Natural language region descriptions
--
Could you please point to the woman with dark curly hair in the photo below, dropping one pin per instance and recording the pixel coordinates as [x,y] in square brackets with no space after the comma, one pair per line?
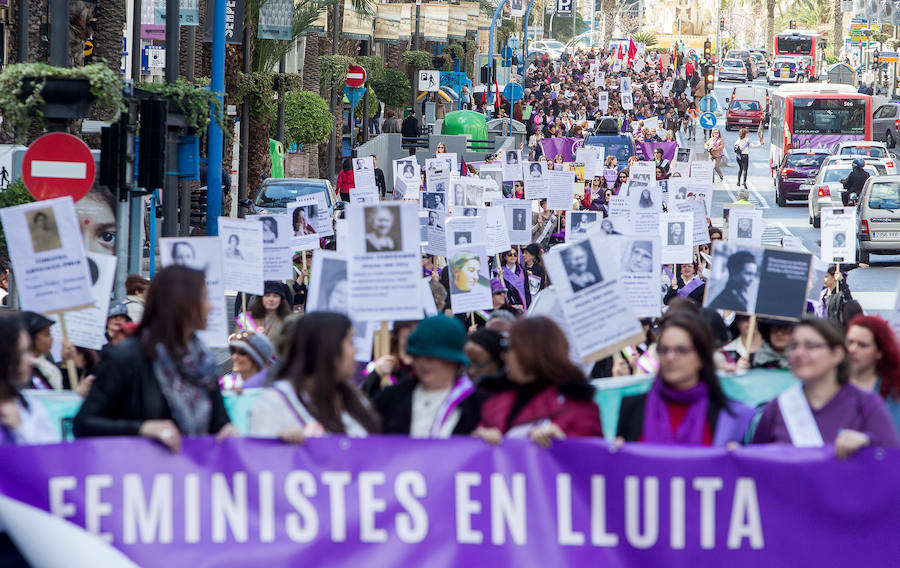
[875,360]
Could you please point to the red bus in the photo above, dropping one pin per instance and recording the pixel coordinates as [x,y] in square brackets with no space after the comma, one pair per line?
[805,45]
[817,115]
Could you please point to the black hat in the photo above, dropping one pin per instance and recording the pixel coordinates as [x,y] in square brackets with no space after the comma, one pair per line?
[35,322]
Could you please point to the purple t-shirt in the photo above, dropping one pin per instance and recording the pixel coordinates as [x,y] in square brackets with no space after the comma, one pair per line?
[850,408]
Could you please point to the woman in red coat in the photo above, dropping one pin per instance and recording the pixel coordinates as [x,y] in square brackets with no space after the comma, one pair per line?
[546,397]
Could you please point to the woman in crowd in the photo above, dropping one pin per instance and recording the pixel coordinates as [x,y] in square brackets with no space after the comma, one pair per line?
[440,400]
[251,355]
[716,148]
[773,353]
[346,180]
[686,404]
[161,383]
[313,394]
[516,279]
[826,408]
[686,284]
[269,310]
[875,360]
[485,349]
[547,397]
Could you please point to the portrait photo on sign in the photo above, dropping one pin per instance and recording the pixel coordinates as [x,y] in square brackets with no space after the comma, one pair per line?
[383,228]
[43,229]
[734,278]
[582,269]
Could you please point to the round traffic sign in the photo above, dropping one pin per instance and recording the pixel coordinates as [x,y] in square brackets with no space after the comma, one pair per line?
[356,76]
[56,165]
--
§ **Try it**:
What is needed here is an exact copy of all the entries, without the pictures.

§ **Result below**:
Could you please point to the woman with dark curly hair in the photo below, dropping one pin per instance and recording the pixel coordinates as [x,y] in square brackets with no space after the comma, one pair per line?
[875,360]
Could you please point to the red bus in the photo above, dropping one pin per instance and recording the pixel coordinates as [x,y] in square brackets with no space after the comma, one pair per line?
[805,45]
[817,115]
Could you please point to the black hat in the photo above, dropping one pin per instance and recording the pixel coordinates as [x,y] in square brackets with no space after the comma, one pair per line?
[35,322]
Could you please point to the purple t-shirt in the photo above, dropping one pin per instance and recording the pixel coordinates as [x,y] in square brackets with no space after the comma, one pair per line?
[850,408]
Could you please point to the woman in red coat in the photo above, dropping one pin per instance and recording the pixel coordinates as [x,y] in square brackets with no space after the comma, one pair per line?
[546,397]
Could you please point to the woman in crowd in the photo above, dropping one pin per instance and recording the pixel coordinates as [x,y] in square brackets with no space after the comma, one pair per line?
[440,400]
[251,355]
[716,148]
[773,353]
[346,180]
[686,404]
[161,383]
[313,394]
[516,279]
[826,408]
[686,284]
[269,310]
[875,360]
[485,349]
[547,397]
Could you please point to the portrait photo on sign in the photo above, dropping one pin per instance and recording the pixel coordinates as [x,y] in square brackets with no space after the comma, one pair per line?
[383,228]
[43,229]
[734,278]
[582,269]
Could you please point to the round traffic sign in the photo above, dropping one pin per instance and recording the pixel coordinates as [x,y] in square brackets with no space after the comma, one pair per line?
[356,76]
[56,165]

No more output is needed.